**RECORDS FOR THIS TASK**.
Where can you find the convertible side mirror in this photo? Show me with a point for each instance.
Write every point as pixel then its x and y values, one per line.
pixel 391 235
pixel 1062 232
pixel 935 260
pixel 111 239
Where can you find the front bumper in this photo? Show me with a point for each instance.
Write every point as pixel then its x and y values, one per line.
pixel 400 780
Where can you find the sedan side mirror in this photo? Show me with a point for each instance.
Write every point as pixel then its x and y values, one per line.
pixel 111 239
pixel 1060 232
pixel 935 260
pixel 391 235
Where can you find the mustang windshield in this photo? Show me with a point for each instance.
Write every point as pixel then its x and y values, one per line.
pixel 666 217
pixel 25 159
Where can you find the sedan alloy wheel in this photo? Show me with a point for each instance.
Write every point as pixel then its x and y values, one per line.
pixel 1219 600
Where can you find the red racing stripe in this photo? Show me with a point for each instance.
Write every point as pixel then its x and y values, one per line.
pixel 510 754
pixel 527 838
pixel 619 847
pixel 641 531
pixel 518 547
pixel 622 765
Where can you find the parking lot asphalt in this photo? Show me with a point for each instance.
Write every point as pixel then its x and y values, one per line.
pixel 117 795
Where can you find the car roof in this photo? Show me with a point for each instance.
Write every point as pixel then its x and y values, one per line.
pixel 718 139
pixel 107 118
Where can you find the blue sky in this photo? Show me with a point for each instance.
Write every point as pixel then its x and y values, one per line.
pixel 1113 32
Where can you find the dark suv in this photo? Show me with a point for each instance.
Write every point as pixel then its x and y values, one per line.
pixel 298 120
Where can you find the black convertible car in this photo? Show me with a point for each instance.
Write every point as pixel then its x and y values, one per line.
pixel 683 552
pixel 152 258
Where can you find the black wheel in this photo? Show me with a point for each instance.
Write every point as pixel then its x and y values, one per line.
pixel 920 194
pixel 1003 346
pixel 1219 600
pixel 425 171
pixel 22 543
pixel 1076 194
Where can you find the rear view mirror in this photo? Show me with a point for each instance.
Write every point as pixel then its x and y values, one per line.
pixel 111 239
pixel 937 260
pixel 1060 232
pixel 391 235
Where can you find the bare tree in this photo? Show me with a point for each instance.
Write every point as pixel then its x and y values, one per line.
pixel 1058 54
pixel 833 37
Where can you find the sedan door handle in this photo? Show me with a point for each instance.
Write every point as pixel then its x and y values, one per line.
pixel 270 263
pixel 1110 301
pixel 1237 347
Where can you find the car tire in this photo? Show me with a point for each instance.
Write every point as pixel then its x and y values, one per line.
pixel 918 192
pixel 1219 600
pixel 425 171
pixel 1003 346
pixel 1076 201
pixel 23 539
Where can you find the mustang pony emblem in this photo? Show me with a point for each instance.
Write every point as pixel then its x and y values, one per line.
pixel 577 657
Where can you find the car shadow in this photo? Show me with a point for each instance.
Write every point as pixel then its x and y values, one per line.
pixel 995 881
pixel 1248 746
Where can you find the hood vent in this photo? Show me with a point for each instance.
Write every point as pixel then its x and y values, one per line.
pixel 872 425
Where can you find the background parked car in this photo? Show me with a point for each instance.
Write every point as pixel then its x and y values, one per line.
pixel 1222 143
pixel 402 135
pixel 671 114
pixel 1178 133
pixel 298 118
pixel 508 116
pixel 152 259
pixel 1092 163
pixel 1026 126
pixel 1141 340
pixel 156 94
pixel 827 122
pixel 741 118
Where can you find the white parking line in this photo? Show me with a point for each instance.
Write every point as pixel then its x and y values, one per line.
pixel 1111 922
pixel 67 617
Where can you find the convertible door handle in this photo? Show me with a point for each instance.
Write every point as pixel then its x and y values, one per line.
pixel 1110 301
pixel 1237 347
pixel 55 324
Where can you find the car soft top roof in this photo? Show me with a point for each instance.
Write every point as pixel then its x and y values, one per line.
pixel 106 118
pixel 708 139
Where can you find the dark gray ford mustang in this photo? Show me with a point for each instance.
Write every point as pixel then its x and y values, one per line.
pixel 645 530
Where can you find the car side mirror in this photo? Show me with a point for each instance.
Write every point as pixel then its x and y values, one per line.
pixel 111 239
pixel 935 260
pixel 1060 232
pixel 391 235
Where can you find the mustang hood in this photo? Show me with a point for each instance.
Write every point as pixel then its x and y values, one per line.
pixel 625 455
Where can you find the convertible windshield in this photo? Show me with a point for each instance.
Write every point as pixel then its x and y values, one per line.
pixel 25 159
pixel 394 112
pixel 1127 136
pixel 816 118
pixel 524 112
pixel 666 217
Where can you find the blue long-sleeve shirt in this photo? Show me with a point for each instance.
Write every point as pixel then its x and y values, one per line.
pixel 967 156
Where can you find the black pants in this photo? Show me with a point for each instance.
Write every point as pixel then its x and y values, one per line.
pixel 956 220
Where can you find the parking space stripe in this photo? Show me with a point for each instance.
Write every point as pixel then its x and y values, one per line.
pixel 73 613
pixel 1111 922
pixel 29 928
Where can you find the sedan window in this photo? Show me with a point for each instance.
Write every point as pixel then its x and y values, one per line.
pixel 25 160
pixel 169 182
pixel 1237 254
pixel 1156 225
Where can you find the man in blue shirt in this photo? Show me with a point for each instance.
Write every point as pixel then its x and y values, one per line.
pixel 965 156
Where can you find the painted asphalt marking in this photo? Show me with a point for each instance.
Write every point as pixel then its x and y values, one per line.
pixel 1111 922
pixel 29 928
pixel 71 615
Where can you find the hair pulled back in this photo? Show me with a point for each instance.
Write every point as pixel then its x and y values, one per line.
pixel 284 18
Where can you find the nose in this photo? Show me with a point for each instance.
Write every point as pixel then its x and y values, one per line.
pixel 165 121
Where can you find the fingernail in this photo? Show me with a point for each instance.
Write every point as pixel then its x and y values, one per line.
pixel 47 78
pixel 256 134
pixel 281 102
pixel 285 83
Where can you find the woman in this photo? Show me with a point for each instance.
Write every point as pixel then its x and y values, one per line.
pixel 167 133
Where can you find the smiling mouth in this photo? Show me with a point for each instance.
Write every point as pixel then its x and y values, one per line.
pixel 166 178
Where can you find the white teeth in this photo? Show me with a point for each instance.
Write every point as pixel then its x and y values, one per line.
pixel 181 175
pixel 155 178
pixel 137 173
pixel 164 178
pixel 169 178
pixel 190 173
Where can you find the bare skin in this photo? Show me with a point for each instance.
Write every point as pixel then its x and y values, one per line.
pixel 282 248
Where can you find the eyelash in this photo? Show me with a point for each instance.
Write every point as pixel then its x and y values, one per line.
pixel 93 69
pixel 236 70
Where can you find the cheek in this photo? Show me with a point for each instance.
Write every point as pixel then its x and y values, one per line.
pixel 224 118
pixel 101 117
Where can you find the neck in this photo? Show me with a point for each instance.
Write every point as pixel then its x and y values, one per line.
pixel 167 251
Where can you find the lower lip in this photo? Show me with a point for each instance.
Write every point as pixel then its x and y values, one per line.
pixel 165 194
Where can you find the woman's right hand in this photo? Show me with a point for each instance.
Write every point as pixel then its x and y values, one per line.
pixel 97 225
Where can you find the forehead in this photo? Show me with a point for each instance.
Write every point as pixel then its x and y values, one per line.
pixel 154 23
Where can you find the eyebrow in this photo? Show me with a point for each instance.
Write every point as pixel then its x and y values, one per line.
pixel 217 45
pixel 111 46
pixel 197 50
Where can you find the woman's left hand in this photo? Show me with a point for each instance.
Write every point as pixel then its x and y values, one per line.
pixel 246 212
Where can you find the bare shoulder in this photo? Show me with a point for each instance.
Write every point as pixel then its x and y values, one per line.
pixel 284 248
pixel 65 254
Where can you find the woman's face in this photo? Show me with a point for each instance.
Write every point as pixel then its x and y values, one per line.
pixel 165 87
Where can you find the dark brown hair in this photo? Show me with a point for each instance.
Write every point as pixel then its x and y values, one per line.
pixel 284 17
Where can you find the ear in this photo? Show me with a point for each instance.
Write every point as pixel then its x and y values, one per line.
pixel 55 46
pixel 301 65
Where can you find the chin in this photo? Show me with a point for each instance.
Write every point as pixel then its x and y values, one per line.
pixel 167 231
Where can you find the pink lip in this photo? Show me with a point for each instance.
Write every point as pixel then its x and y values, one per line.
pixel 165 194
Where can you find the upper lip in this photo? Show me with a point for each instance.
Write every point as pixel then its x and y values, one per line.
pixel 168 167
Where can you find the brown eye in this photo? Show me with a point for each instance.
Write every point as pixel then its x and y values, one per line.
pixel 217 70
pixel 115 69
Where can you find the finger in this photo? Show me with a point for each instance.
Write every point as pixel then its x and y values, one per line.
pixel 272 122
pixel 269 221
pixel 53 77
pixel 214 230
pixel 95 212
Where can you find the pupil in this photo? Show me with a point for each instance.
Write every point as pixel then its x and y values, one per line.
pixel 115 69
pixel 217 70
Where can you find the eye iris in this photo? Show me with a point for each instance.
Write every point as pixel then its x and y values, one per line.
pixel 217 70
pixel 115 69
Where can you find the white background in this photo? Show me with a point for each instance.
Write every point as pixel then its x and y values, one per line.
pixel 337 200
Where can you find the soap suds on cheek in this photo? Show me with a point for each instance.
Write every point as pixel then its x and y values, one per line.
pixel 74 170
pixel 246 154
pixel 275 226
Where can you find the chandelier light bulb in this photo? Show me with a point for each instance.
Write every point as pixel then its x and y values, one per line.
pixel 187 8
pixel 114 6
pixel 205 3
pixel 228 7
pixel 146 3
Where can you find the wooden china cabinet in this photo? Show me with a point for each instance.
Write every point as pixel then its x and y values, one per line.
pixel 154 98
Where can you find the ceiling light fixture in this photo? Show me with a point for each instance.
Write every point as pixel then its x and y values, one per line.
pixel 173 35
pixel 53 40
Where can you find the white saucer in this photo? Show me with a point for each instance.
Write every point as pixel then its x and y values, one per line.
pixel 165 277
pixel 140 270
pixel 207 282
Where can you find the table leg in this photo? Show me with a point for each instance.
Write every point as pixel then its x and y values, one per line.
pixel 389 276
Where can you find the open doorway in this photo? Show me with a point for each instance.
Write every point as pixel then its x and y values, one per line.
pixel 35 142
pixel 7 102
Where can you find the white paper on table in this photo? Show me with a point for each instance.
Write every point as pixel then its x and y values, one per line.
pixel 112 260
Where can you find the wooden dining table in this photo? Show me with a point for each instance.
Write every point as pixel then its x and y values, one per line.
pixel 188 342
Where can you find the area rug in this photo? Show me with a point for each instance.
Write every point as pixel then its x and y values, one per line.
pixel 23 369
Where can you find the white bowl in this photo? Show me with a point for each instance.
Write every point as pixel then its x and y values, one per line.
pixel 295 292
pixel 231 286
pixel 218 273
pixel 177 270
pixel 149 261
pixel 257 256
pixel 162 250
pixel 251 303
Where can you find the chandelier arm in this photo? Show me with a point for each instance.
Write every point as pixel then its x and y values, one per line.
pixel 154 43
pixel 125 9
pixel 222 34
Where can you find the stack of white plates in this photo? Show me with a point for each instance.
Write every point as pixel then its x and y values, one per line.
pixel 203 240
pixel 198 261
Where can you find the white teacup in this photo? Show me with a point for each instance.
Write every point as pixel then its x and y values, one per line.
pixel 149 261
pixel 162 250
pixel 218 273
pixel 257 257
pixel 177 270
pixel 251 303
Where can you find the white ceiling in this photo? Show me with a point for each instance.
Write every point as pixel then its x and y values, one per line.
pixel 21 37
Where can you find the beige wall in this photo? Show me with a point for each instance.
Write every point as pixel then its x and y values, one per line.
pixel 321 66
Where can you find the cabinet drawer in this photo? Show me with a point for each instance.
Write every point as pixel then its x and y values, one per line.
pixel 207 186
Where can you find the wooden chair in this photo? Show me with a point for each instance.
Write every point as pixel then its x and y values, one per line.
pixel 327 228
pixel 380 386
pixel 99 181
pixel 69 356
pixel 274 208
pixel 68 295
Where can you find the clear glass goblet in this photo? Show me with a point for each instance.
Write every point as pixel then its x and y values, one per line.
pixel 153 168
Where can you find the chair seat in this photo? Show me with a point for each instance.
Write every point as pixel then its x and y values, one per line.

**TASK STATEMENT**. Return verbatim every line of the items, from the line containing "Where can you find the white paper" to the line containing "pixel 222 34", inclusive.

**RESPONSE**.
Where can you find the white paper on table in this photo? Show me with a point for each instance.
Write every point as pixel then its x and y values, one per line.
pixel 112 260
Where can you find the wooden dining table in this photo? Show me with a point for each instance.
Write every point as pixel then its x and y values, one per line.
pixel 188 342
Where can you find the area rug in this photo? Show me with a point for each instance.
Write every point as pixel then its x and y values, one per line.
pixel 23 369
Where can you find the white bowl in this photo? Show me with a point for each instance.
Write every point as pixel then its x and y values, one per line.
pixel 295 292
pixel 231 286
pixel 218 273
pixel 177 270
pixel 149 261
pixel 257 256
pixel 162 250
pixel 251 303
Where can you find the chandelier arm in this photo? Show me with a point for each instance.
Write every point as pixel then its x and y values, one per line.
pixel 154 43
pixel 125 9
pixel 222 34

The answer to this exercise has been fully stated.